--- begin Listed entries ---

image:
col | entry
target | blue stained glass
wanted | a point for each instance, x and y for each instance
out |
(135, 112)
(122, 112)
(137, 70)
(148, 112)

--- end Listed entries ---

> The exercise: Reproduce the records above line for line, with no changes to any word, number, or symbol.

> Final result:
image:
col | entry
target | blue stained glass
wanted | a point for each instance, x and y for each instance
out |
(135, 112)
(122, 112)
(137, 70)
(148, 112)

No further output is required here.